** Extracted records follows **
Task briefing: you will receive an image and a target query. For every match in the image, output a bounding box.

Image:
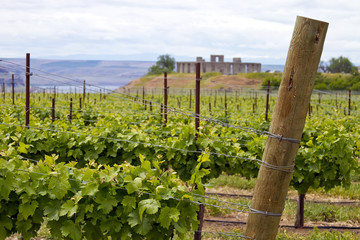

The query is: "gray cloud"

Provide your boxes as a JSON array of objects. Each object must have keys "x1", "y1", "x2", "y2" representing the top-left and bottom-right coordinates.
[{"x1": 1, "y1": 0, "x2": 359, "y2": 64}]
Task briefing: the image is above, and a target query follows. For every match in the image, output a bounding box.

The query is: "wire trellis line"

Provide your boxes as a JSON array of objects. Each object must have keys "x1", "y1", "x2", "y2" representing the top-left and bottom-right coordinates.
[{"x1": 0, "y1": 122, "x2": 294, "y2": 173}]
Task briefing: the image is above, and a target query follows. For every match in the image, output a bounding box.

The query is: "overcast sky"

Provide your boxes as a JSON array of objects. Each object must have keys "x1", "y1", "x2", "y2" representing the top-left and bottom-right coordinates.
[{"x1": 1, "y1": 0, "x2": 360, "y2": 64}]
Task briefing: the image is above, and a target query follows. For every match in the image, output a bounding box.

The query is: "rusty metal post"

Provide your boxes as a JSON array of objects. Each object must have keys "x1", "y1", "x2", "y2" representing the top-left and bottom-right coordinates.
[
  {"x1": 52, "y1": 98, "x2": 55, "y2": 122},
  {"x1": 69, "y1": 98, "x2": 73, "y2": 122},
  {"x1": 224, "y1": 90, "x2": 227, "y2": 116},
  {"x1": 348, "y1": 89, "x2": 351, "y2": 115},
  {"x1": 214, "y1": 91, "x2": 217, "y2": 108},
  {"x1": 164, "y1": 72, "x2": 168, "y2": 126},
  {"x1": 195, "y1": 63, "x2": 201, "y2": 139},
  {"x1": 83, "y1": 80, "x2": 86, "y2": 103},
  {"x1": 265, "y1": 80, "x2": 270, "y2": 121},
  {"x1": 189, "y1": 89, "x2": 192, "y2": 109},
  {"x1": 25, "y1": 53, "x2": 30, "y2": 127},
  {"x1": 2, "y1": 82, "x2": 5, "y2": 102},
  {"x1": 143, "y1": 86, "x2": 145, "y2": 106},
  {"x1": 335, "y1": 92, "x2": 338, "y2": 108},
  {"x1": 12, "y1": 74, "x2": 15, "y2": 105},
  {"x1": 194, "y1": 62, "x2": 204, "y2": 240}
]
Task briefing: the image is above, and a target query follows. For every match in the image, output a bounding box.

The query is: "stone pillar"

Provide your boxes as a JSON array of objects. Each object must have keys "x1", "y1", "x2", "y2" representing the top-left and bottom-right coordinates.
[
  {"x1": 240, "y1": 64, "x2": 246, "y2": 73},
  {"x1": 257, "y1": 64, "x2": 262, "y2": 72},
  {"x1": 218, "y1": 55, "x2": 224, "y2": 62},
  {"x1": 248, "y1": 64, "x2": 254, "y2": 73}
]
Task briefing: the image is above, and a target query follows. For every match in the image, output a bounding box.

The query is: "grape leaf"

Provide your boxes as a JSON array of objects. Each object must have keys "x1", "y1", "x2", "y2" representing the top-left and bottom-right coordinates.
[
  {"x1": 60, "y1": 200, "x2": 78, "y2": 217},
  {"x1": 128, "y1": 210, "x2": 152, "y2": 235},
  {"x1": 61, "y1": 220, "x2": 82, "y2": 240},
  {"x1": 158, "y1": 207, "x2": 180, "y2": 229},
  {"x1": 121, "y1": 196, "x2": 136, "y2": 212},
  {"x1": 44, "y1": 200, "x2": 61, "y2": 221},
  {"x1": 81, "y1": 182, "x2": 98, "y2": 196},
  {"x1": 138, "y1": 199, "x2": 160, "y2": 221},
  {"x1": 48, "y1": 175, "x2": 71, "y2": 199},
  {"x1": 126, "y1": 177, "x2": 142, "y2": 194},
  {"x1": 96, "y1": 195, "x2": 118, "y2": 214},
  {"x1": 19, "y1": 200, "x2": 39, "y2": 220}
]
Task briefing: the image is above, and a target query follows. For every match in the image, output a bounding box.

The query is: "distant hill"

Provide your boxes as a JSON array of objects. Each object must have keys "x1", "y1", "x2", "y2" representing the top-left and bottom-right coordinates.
** End of Extracted records **
**Work task:** The records need to be restated word for word, minus any images.

**Answer to this task:**
Task briefing: you will receive an image and a target query. For every match in the image, output a bounding box.

Image:

The query is: "gray cloud"

Provide your boxes as a JSON array of objects. Each object must have keys "x1", "y1", "x2", "y2" representing the top-left and bottom-right coordinates.
[{"x1": 1, "y1": 0, "x2": 359, "y2": 64}]
Task briefing: the image is above, and a target query follows. For every match in the image, output a bounding box.

The query is: "wire trellis line"

Provide your boxes as a JSON array of objects. Each object must have keys "x1", "y1", "x2", "y2" representing the top-left and bottom-right coordinates.
[{"x1": 0, "y1": 122, "x2": 294, "y2": 173}]
Task briefing: the image is above, and a target query follows. For every match in the image, output a bounding box.

The query is: "overcast sky"

Provide your boxes as a JSON array of objects. Each object must have keys "x1", "y1", "x2", "y2" representing the top-left and bottom-right coordinates.
[{"x1": 1, "y1": 0, "x2": 360, "y2": 64}]
Task briefing: the image is above, and a target query follows. For every match in the image, output a bounding box.

The query is: "rusty metal post"

Provide your boxes as a JSON array of objects. Each object must have keys "x1", "y1", "x2", "y2" representing the top-left and bottom-right coordinates.
[
  {"x1": 52, "y1": 98, "x2": 55, "y2": 122},
  {"x1": 69, "y1": 98, "x2": 73, "y2": 122},
  {"x1": 224, "y1": 90, "x2": 227, "y2": 116},
  {"x1": 348, "y1": 89, "x2": 351, "y2": 115},
  {"x1": 214, "y1": 91, "x2": 217, "y2": 108},
  {"x1": 164, "y1": 72, "x2": 168, "y2": 126},
  {"x1": 195, "y1": 63, "x2": 201, "y2": 139},
  {"x1": 83, "y1": 80, "x2": 86, "y2": 103},
  {"x1": 265, "y1": 80, "x2": 270, "y2": 121},
  {"x1": 189, "y1": 89, "x2": 192, "y2": 109},
  {"x1": 25, "y1": 53, "x2": 30, "y2": 127},
  {"x1": 2, "y1": 82, "x2": 5, "y2": 102},
  {"x1": 143, "y1": 86, "x2": 145, "y2": 106},
  {"x1": 335, "y1": 92, "x2": 338, "y2": 108},
  {"x1": 12, "y1": 74, "x2": 15, "y2": 105},
  {"x1": 194, "y1": 62, "x2": 204, "y2": 240}
]
Task briefing: the image is above, and a target query follows. For every match in the image, output a bounding box.

The query is: "stone pillar"

Provide your boxes as a JSON array of objects. Each object must have keys "x1", "y1", "x2", "y2" representing the top-left and bottom-right coordinates.
[
  {"x1": 240, "y1": 64, "x2": 246, "y2": 73},
  {"x1": 257, "y1": 64, "x2": 262, "y2": 72},
  {"x1": 218, "y1": 55, "x2": 224, "y2": 62},
  {"x1": 248, "y1": 64, "x2": 254, "y2": 73}
]
Task briefing: the image is above, and a target query follows. For every match in the image, output a bounding box.

The query is: "grape leaf"

Provide your boxes as a JSON array of objects. Each object must have keys "x1", "y1", "x2", "y2" representing the top-left and bottom-right coordinates.
[
  {"x1": 60, "y1": 200, "x2": 78, "y2": 217},
  {"x1": 128, "y1": 210, "x2": 152, "y2": 235},
  {"x1": 61, "y1": 220, "x2": 82, "y2": 240},
  {"x1": 158, "y1": 207, "x2": 180, "y2": 229},
  {"x1": 121, "y1": 196, "x2": 136, "y2": 212},
  {"x1": 44, "y1": 200, "x2": 61, "y2": 221},
  {"x1": 81, "y1": 182, "x2": 98, "y2": 196},
  {"x1": 138, "y1": 199, "x2": 160, "y2": 221},
  {"x1": 48, "y1": 175, "x2": 71, "y2": 199},
  {"x1": 126, "y1": 177, "x2": 142, "y2": 194},
  {"x1": 96, "y1": 195, "x2": 118, "y2": 214},
  {"x1": 19, "y1": 200, "x2": 39, "y2": 220}
]
Task briefing: the image is above, and a target query follows. For every match in the image, output a bounding box.

The query is: "distant hill"

Provide your boxes as a JSON array of objects. Each object must have keys "x1", "y1", "x2", "y2" representing the top-left and bottom-right coordinates.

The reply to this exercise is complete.